What you have to do
Put every line of the records below into a numbered list, leaving out the blank lines.

Data supplied
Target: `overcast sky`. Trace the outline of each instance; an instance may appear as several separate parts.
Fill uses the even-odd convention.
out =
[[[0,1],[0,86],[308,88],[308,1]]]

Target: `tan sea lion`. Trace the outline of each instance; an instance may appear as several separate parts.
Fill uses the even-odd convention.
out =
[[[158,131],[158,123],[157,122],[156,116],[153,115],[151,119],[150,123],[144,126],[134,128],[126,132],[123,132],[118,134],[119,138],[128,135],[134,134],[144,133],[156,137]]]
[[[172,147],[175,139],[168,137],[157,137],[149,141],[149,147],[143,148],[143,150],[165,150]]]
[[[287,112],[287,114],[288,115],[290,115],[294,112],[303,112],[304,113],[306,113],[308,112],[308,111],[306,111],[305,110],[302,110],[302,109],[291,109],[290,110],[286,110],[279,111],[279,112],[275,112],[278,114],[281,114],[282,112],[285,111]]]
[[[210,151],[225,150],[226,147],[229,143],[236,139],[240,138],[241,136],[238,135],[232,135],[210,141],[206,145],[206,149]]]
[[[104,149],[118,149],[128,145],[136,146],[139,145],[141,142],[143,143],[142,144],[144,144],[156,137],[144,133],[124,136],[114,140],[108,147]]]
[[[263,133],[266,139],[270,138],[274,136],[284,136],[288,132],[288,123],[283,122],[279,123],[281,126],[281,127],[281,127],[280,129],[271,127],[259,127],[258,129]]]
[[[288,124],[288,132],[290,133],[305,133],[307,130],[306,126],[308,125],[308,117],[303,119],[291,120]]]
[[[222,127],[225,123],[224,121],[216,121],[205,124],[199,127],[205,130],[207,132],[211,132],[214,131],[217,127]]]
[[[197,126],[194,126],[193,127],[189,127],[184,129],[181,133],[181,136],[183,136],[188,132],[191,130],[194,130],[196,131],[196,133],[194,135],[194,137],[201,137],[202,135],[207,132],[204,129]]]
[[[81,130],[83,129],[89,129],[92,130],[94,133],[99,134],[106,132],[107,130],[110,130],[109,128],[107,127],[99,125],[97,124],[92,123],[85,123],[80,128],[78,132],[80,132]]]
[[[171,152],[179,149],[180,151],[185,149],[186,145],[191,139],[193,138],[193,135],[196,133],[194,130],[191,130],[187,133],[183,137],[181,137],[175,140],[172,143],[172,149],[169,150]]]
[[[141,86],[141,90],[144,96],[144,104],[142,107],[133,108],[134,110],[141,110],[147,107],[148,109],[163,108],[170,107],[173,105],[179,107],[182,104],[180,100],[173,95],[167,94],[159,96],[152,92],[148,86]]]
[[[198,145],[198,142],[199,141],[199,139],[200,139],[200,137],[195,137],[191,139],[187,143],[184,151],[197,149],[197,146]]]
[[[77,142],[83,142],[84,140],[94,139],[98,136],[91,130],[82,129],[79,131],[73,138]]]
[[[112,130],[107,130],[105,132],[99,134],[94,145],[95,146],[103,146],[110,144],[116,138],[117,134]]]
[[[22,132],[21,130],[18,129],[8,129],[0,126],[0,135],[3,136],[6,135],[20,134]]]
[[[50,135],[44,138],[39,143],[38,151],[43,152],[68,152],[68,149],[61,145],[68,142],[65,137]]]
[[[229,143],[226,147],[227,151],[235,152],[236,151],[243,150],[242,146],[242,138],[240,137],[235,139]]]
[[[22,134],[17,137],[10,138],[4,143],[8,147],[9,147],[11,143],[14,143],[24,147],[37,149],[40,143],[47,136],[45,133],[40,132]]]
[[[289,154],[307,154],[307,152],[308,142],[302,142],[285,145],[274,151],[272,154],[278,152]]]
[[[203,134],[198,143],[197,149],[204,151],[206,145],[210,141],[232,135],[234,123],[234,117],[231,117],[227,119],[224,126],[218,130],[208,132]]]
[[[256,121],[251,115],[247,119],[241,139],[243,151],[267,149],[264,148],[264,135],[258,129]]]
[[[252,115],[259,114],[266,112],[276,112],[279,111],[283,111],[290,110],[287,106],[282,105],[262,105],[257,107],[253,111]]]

Finished answer
1. Target: `overcast sky`. Trace the outline of each instance; an instance may appear as several separate parts.
2. Fill uses the even-odd convention.
3. out =
4. [[[0,1],[0,86],[308,88],[308,1]]]
5. Target: `tan sea lion`. Trace the outline of each instance; an instance may appear as several separate parts.
6. Fill uses the even-odd convention.
7. out =
8. [[[158,131],[158,123],[157,122],[156,116],[153,115],[151,119],[150,123],[144,126],[134,128],[126,132],[123,132],[118,134],[119,138],[128,135],[134,134],[144,133],[156,137]]]
9. [[[172,147],[175,139],[168,137],[157,137],[149,141],[149,147],[143,148],[143,150],[165,150]]]
10. [[[287,112],[287,114],[288,115],[290,115],[294,112],[303,112],[304,113],[306,113],[308,112],[308,111],[306,111],[305,110],[302,110],[302,109],[291,109],[290,110],[286,110],[279,111],[279,112],[275,112],[278,114],[281,114],[282,112],[285,111]]]
11. [[[210,151],[225,150],[226,147],[229,143],[236,139],[240,138],[241,136],[238,135],[232,135],[210,141],[206,145],[206,149]]]
12. [[[104,149],[118,149],[128,145],[136,146],[139,145],[141,142],[143,143],[142,144],[144,144],[156,137],[144,133],[124,136],[114,140],[108,147]]]
13. [[[263,133],[266,139],[270,138],[274,136],[284,136],[288,132],[288,123],[283,122],[279,123],[281,126],[281,127],[281,127],[280,129],[271,127],[259,127],[258,129]]]
14. [[[288,124],[288,132],[290,133],[305,133],[307,130],[306,126],[308,125],[308,117],[303,119],[291,120]]]
15. [[[222,127],[225,123],[224,121],[216,121],[205,124],[199,127],[205,130],[207,132],[211,132],[214,131],[217,127]]]
16. [[[197,126],[194,126],[193,127],[189,127],[184,129],[181,133],[181,136],[183,136],[188,132],[191,130],[194,130],[196,131],[196,133],[194,135],[194,137],[201,137],[202,135],[207,132],[204,129]]]
17. [[[81,130],[83,129],[89,129],[92,130],[94,133],[99,134],[106,132],[107,130],[110,130],[109,128],[107,127],[99,125],[97,124],[92,123],[85,123],[80,128],[78,132],[80,132]]]
18. [[[171,152],[179,149],[180,151],[185,149],[186,145],[191,139],[193,138],[193,135],[196,133],[194,130],[191,130],[187,133],[183,137],[181,137],[175,140],[172,143],[172,149],[169,150]]]
19. [[[141,86],[141,90],[144,96],[144,104],[142,107],[133,108],[134,110],[141,110],[147,107],[148,109],[163,108],[170,107],[173,105],[179,107],[182,104],[180,100],[173,95],[167,94],[159,96],[152,92],[148,86]]]
20. [[[198,145],[198,142],[199,141],[199,139],[200,139],[200,137],[195,137],[191,139],[187,143],[184,151],[197,149],[197,146]]]
21. [[[77,142],[83,142],[84,140],[94,139],[98,136],[91,130],[82,129],[79,131],[73,138]]]
22. [[[112,130],[107,130],[105,132],[99,134],[94,145],[95,146],[103,146],[110,144],[116,138],[117,134]]]
23. [[[22,132],[21,130],[18,129],[8,129],[0,126],[0,135],[3,136],[6,135],[20,134]]]
24. [[[50,135],[44,138],[39,143],[38,151],[43,152],[68,152],[68,149],[61,145],[68,142],[65,137]]]
25. [[[229,143],[226,147],[227,151],[235,152],[236,151],[243,150],[242,146],[242,138],[240,137],[235,139]]]
26. [[[22,134],[17,137],[10,138],[4,143],[8,147],[9,147],[11,143],[14,143],[24,147],[37,149],[40,143],[47,136],[45,133],[40,132]]]
27. [[[289,154],[307,154],[307,152],[308,142],[302,142],[285,145],[274,151],[272,154],[278,152]]]
28. [[[203,134],[198,143],[197,149],[204,151],[206,145],[210,141],[232,135],[234,123],[234,117],[231,117],[227,119],[224,126],[218,130],[208,132]]]
29. [[[256,121],[251,115],[247,119],[241,139],[243,151],[267,149],[264,148],[264,135],[258,129]]]
30. [[[252,115],[259,114],[266,112],[276,112],[279,111],[283,111],[290,110],[287,106],[282,105],[262,105],[257,107],[253,111]]]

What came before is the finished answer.